**BRIEF**
Below are some entries. Copy each line in them that holds "window".

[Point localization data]
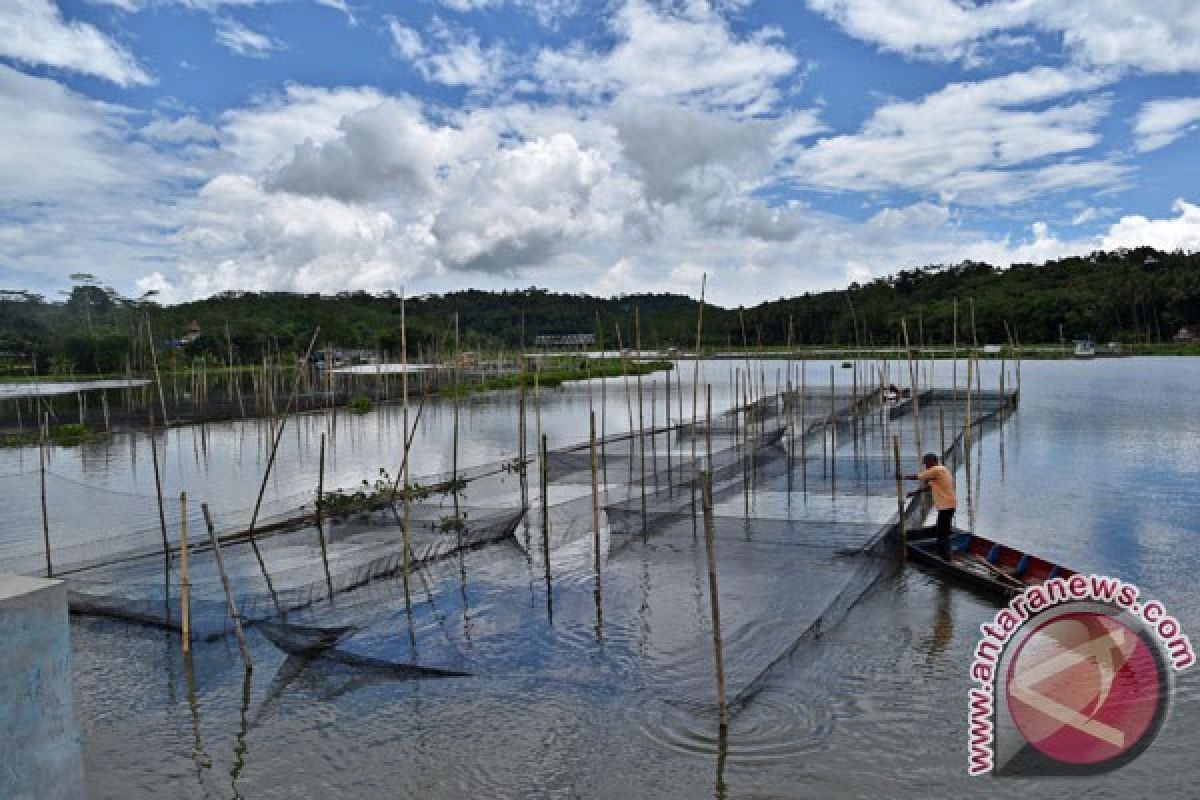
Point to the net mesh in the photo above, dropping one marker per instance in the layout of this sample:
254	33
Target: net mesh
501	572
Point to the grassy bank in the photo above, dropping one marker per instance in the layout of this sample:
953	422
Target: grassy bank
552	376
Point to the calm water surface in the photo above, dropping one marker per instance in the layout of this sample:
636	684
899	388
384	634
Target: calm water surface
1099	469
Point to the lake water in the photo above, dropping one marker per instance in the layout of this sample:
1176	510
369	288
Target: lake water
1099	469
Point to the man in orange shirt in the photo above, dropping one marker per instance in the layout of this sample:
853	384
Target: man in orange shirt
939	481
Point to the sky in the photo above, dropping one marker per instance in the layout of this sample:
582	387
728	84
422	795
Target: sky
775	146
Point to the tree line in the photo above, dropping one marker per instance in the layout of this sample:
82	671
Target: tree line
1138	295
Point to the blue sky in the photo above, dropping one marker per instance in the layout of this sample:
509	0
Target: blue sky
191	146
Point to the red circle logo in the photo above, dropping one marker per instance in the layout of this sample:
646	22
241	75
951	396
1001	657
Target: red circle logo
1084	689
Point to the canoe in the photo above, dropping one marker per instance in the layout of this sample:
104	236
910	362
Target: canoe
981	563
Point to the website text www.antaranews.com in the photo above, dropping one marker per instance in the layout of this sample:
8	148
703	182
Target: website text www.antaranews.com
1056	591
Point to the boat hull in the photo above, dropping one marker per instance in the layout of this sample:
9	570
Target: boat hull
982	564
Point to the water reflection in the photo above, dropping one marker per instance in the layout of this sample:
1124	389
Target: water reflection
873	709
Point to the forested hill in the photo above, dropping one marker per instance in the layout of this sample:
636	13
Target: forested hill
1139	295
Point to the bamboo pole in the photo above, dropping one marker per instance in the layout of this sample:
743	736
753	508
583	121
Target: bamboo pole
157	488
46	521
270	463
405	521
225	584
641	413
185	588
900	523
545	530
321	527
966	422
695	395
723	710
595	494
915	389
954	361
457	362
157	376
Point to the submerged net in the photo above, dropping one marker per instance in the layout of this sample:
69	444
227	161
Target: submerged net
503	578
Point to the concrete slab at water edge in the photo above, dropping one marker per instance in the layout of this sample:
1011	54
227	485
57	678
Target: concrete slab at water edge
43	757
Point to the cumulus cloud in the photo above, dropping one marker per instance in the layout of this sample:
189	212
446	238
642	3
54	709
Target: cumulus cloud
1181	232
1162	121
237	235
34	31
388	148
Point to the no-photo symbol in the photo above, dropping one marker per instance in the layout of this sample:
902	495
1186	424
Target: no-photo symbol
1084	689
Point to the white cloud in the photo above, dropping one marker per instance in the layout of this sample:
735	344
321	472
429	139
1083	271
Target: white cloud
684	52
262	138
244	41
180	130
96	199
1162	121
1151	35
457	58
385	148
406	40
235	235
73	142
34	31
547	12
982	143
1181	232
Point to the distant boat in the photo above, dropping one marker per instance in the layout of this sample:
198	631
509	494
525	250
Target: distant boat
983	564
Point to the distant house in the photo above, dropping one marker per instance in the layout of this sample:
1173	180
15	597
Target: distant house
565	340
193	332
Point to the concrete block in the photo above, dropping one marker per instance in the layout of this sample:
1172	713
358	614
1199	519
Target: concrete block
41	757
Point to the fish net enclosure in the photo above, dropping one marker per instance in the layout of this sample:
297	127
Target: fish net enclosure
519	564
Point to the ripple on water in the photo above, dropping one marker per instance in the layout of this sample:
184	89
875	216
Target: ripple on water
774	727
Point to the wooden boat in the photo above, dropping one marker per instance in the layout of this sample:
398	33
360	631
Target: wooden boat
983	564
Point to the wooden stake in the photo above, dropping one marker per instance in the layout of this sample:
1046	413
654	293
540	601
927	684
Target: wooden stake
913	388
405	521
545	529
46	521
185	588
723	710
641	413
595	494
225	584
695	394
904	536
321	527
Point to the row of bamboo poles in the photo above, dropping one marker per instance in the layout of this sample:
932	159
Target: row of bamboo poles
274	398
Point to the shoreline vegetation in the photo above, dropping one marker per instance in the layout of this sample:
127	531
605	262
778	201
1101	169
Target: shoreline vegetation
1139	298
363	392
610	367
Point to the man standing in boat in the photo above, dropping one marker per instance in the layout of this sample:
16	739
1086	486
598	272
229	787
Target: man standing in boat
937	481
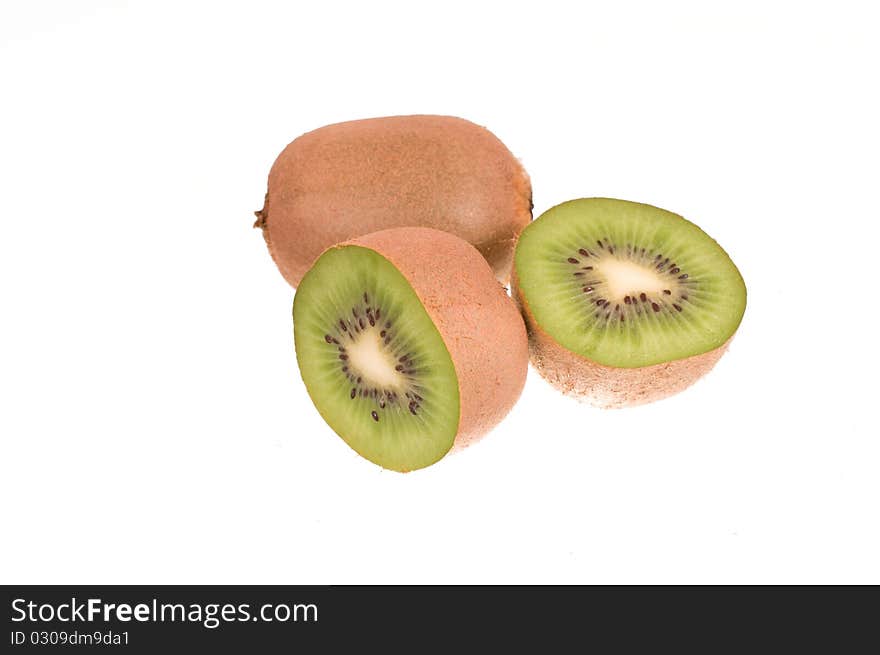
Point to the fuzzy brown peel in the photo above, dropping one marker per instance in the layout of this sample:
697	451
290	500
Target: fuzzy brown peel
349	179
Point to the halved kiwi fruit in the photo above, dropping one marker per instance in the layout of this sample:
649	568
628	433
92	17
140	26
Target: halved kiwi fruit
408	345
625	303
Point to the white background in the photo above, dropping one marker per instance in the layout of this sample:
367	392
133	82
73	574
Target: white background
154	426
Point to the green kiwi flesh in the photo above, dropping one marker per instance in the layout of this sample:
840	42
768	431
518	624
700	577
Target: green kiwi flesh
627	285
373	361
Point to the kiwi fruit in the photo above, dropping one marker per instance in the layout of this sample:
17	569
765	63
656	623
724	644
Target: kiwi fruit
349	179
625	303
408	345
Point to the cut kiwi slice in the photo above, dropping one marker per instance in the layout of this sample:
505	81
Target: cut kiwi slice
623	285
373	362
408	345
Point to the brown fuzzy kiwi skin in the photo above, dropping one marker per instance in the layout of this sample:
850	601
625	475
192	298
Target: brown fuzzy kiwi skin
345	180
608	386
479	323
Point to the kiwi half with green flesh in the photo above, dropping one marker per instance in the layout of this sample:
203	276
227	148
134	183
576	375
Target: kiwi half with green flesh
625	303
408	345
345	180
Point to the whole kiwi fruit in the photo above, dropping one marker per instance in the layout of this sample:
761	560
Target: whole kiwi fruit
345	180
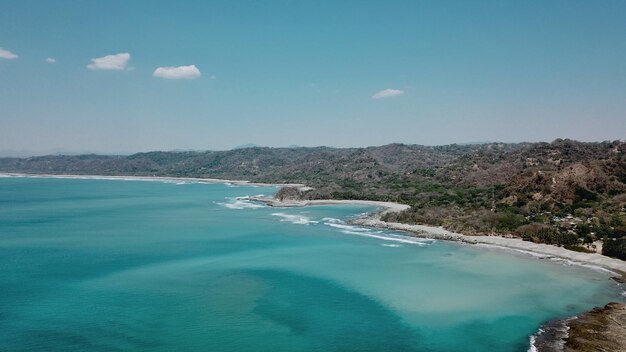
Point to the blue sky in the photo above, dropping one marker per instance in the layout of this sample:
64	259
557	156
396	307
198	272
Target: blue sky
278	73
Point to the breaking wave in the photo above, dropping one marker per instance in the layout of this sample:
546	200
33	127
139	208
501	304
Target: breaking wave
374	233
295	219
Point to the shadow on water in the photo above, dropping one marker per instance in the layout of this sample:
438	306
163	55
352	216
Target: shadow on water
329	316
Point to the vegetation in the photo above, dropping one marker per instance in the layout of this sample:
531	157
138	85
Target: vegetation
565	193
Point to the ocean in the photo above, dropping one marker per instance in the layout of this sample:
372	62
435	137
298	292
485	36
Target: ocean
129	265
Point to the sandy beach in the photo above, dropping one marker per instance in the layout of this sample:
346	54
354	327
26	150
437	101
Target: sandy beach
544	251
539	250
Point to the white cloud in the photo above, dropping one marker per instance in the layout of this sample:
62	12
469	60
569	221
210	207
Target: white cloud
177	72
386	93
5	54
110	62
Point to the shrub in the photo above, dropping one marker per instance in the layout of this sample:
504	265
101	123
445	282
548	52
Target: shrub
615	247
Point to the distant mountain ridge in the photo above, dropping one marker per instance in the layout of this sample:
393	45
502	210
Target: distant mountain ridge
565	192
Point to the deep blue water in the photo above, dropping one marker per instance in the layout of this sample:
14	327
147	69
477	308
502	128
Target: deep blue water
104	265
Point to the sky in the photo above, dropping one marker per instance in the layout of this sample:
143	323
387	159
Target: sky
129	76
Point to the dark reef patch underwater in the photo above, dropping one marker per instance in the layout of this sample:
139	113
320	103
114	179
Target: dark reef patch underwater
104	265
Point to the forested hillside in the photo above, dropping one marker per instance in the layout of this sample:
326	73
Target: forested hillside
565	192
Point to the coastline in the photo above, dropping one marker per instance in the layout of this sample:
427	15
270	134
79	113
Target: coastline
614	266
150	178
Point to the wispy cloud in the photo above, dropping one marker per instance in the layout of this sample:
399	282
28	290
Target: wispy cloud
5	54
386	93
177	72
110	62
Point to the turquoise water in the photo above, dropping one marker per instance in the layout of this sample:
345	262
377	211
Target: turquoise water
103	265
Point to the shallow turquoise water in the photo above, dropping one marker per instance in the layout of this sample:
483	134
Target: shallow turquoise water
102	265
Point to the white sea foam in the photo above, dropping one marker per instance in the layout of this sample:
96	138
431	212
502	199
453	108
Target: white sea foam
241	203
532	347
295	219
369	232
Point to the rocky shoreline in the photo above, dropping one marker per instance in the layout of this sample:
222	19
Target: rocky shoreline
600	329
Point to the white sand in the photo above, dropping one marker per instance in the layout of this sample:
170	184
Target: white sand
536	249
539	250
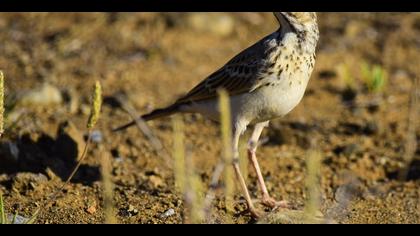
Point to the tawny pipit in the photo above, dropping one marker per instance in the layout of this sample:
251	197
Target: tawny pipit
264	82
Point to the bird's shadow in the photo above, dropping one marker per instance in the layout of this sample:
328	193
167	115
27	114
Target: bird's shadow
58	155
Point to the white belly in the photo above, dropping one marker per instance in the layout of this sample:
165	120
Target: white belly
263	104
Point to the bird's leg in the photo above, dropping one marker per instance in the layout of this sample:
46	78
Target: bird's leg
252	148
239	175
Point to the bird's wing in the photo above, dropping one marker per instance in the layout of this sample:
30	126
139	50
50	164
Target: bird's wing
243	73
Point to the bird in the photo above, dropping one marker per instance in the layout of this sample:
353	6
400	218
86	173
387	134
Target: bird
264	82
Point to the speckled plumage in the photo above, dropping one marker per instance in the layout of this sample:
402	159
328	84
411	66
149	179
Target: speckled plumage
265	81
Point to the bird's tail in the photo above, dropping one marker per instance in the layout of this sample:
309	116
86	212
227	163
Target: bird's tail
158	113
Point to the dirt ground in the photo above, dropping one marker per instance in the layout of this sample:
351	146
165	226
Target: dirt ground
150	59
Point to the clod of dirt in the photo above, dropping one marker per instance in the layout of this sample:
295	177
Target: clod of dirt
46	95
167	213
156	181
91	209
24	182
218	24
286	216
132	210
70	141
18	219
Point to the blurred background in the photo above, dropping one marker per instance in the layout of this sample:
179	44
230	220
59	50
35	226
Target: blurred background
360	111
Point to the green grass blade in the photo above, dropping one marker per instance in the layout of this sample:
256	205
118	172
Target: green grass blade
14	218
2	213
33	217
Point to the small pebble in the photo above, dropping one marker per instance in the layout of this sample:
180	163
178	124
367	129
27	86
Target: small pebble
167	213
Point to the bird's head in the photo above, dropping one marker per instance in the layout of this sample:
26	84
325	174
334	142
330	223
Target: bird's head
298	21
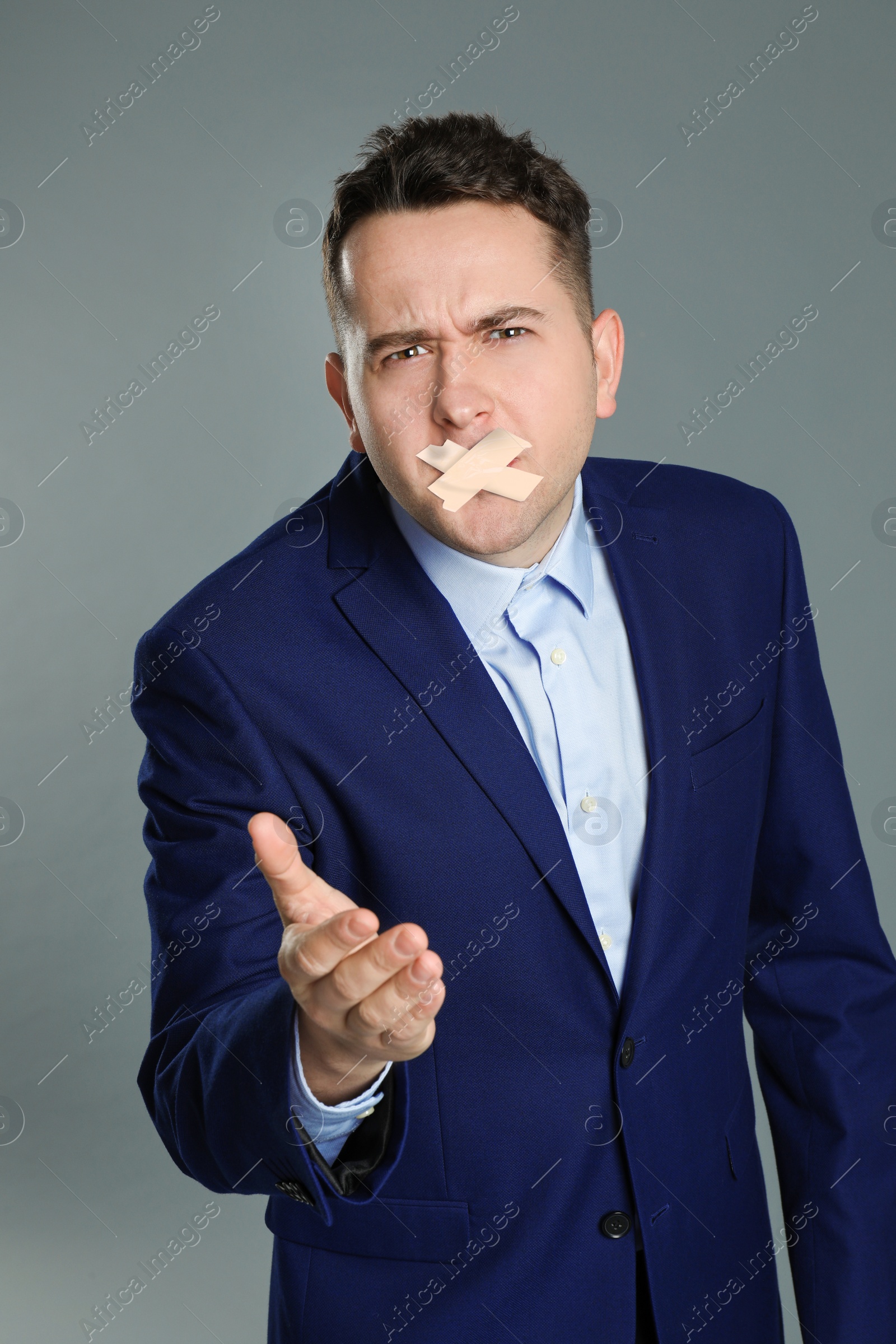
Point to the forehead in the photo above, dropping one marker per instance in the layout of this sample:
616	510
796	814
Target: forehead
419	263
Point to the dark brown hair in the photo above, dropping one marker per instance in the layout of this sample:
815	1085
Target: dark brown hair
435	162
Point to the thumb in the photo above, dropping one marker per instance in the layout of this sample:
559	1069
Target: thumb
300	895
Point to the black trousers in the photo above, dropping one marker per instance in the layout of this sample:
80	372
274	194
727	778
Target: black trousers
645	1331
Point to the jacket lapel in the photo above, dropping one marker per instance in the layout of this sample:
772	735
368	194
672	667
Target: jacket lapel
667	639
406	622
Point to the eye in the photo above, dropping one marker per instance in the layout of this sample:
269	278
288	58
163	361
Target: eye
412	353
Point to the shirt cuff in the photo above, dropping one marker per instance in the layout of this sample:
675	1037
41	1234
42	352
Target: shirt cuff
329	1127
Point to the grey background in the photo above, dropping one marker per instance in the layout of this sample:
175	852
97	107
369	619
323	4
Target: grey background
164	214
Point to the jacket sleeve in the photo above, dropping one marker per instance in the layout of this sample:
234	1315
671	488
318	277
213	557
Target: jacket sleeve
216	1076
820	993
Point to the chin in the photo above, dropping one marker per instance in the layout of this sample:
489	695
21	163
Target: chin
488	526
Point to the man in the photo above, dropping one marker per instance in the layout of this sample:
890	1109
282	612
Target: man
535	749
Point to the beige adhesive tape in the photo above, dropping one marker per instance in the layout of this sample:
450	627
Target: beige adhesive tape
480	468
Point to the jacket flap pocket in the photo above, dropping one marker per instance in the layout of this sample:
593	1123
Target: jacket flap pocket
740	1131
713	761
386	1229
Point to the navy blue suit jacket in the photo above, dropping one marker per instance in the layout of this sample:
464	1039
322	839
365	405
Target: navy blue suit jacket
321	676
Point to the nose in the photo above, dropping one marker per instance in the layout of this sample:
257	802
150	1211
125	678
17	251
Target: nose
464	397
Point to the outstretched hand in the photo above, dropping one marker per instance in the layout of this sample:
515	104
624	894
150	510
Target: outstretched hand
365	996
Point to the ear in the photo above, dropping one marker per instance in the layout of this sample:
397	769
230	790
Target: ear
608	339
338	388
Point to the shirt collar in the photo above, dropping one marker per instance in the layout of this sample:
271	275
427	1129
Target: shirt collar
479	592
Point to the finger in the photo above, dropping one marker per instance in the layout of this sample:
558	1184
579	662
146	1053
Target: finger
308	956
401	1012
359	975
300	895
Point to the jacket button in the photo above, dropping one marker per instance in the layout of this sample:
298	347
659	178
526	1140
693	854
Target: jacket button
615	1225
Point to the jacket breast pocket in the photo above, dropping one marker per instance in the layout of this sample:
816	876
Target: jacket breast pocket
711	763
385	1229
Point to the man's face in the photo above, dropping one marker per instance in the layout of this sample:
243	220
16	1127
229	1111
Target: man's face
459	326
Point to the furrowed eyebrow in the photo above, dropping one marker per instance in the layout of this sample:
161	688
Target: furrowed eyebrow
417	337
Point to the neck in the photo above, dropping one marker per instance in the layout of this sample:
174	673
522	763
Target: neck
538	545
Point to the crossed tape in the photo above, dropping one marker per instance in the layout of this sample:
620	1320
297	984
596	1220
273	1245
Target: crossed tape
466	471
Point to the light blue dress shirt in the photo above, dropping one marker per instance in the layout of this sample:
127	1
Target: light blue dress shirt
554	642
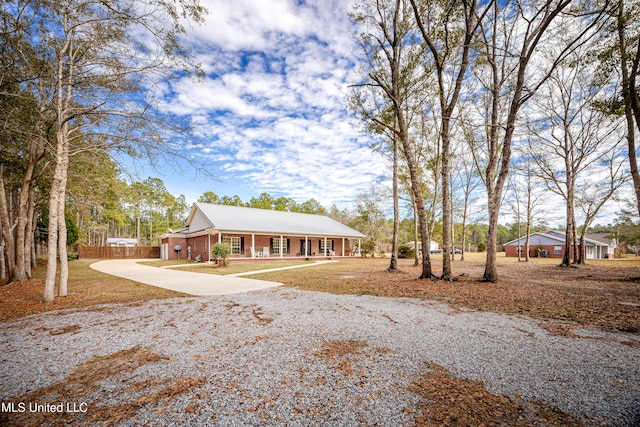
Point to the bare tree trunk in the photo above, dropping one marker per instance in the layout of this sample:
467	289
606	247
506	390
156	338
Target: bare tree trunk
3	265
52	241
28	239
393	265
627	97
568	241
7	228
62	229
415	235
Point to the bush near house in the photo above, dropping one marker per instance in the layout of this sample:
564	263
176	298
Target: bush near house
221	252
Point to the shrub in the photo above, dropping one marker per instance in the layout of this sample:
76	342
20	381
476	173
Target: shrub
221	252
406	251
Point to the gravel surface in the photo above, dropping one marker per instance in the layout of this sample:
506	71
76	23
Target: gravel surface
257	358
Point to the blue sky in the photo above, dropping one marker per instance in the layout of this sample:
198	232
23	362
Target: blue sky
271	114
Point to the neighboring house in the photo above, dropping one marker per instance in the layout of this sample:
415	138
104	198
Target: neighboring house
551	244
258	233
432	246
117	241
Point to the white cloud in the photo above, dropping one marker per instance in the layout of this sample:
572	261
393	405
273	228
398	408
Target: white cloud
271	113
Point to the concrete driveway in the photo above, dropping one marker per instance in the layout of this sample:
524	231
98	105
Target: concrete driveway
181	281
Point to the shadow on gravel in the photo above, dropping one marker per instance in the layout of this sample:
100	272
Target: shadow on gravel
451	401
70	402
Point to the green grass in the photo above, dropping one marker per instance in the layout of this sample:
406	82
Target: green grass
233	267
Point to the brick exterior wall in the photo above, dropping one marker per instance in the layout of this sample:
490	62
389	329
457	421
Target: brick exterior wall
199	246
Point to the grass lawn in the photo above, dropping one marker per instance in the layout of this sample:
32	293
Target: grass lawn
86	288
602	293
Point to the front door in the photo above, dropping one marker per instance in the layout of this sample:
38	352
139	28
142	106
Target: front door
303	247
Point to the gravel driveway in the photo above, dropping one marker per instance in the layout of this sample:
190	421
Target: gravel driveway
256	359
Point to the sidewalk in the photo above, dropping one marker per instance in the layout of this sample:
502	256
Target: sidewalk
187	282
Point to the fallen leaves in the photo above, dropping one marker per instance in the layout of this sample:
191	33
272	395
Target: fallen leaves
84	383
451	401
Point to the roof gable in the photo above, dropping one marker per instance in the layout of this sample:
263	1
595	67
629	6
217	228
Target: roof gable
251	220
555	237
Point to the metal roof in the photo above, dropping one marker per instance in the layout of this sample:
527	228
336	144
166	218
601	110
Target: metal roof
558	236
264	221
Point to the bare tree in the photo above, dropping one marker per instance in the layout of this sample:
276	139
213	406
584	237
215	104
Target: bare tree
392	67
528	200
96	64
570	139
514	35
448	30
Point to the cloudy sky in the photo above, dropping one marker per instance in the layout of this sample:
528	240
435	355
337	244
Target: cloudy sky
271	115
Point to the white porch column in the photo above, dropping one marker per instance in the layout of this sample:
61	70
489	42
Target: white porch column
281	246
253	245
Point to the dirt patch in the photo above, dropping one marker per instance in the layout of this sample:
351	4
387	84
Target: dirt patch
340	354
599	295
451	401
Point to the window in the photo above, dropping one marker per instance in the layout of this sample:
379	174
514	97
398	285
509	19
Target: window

**SOLUTION TO THIS TASK**
Point to the window in the photo above, dropping one marker per instance in the layout of this sample:
Target: window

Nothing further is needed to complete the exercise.